The required output is the exact run of lines below that opens at the line with "Query — white porch column at top of handrail" and closes at the line with "Query — white baluster".
━━━━━ SOURCE INFORMATION ━━━━━
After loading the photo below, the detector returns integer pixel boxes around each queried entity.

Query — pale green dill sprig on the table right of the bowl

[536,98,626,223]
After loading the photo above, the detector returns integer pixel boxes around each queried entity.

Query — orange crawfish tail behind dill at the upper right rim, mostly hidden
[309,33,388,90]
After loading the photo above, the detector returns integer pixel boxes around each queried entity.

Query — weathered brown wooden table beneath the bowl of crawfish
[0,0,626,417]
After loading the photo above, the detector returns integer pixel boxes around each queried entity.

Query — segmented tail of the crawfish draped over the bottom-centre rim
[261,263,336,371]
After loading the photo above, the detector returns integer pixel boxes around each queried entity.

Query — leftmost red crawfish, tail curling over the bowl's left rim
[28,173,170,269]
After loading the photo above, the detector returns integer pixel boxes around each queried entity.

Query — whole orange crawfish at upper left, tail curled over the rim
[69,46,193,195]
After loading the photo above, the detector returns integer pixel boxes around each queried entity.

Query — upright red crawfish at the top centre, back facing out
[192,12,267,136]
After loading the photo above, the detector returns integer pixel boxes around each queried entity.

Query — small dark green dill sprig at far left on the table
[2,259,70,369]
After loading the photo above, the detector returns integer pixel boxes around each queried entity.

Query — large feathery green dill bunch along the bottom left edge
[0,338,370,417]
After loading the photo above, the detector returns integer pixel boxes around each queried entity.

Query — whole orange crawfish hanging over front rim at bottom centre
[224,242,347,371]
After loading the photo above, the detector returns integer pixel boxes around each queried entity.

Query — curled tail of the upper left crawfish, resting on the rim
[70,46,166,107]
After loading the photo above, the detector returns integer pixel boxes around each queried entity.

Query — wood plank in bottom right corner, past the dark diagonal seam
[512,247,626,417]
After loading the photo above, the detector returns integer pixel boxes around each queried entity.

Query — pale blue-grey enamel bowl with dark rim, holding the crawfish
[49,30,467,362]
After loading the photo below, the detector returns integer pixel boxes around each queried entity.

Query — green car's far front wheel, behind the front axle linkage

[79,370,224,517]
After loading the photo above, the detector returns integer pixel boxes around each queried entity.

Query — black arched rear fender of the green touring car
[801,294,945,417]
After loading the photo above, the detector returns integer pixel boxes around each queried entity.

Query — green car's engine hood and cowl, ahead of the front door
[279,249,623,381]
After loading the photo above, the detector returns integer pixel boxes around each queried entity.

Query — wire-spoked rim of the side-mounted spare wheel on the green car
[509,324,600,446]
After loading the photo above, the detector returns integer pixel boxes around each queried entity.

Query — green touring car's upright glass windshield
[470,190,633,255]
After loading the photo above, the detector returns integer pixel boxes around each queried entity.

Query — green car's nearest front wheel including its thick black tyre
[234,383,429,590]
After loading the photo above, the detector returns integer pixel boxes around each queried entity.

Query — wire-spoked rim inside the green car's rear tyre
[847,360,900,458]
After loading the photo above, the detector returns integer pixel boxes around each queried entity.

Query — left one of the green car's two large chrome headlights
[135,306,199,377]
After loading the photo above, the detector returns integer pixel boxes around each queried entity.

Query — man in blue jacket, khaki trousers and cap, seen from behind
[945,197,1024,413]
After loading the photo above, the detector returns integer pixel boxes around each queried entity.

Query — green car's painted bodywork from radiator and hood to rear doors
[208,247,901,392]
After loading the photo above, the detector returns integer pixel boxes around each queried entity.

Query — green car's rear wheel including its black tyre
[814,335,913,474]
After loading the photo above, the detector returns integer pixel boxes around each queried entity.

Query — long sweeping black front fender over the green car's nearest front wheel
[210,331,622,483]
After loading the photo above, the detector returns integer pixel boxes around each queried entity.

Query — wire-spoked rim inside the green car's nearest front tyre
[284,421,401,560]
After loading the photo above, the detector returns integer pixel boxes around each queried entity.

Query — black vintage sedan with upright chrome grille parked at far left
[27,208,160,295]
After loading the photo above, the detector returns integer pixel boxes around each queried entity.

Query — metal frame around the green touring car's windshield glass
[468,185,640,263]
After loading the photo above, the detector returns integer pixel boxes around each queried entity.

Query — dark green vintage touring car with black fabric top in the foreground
━━━━━
━━━━━ SOURCE INFORMATION ━━━━━
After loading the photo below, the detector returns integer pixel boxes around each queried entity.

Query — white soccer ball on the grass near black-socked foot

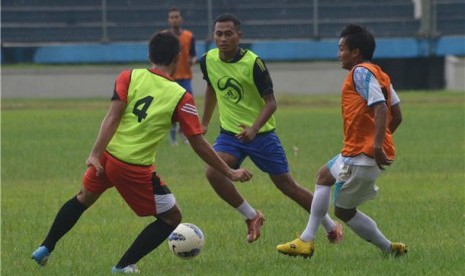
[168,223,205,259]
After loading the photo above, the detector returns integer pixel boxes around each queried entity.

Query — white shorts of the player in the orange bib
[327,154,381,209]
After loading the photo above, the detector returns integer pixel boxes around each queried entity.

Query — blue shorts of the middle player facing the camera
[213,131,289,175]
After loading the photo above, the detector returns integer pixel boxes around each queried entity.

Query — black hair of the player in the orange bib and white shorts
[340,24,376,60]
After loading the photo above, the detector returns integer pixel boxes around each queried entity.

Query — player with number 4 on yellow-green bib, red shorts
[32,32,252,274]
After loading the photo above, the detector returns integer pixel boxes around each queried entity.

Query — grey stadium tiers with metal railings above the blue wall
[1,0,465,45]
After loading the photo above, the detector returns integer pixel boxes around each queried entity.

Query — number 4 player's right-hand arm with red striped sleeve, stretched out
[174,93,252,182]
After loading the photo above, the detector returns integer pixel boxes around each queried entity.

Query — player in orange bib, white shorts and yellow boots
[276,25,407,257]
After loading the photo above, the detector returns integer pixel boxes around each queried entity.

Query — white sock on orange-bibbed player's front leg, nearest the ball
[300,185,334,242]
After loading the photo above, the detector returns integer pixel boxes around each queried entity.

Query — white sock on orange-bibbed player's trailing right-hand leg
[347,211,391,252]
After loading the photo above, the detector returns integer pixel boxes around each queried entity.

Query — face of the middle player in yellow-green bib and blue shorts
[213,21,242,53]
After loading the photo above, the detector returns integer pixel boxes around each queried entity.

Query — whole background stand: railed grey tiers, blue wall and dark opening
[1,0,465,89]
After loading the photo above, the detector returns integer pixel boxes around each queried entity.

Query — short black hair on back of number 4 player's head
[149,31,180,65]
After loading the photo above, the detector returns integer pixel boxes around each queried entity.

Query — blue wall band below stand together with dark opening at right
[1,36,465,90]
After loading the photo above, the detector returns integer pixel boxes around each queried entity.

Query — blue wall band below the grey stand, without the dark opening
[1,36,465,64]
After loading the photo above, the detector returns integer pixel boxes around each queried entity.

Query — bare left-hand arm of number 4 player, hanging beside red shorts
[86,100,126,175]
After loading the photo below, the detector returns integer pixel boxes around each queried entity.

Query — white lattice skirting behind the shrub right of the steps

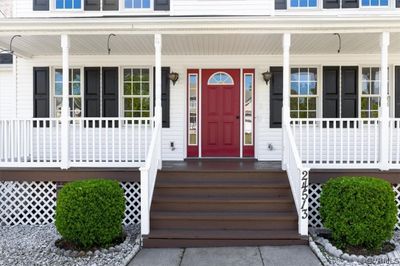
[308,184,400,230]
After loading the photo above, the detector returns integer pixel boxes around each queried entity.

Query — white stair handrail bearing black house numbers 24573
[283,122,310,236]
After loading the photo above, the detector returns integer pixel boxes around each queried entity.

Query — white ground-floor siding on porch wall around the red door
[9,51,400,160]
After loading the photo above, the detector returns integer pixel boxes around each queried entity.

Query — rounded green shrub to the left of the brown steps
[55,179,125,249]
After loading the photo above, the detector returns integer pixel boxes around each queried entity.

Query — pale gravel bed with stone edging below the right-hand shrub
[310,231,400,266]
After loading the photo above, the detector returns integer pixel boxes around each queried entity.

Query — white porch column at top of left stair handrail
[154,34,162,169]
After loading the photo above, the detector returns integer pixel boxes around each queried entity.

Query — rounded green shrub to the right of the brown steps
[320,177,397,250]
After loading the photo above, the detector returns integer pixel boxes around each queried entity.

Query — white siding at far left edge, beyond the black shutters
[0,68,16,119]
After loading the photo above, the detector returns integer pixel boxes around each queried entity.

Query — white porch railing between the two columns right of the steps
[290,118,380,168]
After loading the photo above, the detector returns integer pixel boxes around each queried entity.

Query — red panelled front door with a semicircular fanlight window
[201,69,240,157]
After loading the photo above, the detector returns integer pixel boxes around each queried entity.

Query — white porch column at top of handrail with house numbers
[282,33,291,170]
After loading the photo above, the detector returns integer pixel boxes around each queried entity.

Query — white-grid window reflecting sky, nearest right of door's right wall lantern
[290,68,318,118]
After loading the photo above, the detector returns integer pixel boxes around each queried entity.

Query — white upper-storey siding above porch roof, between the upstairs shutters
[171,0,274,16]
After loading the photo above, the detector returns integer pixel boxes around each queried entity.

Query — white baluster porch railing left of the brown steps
━━━━━
→ **RESPONSE TO THIS TASK**
Query — white porch column at top of handrail with house numbers
[282,33,291,170]
After loading the photo above, the detector returns integer pixel boxes around each queried entity.

Query — white-grid window reflecting sky, nearest right of door's right wall lantern
[290,68,318,118]
After loading the photo above, the detector returns integer pixel boxes around each queried entity.

Query — white upper-storey siding above porch roof, between the upstairs shutters
[171,0,274,16]
After loading the photo above, the detector returns integer pixel boxes around each queried entity.

Query — white baluster porch railing left of the brown steps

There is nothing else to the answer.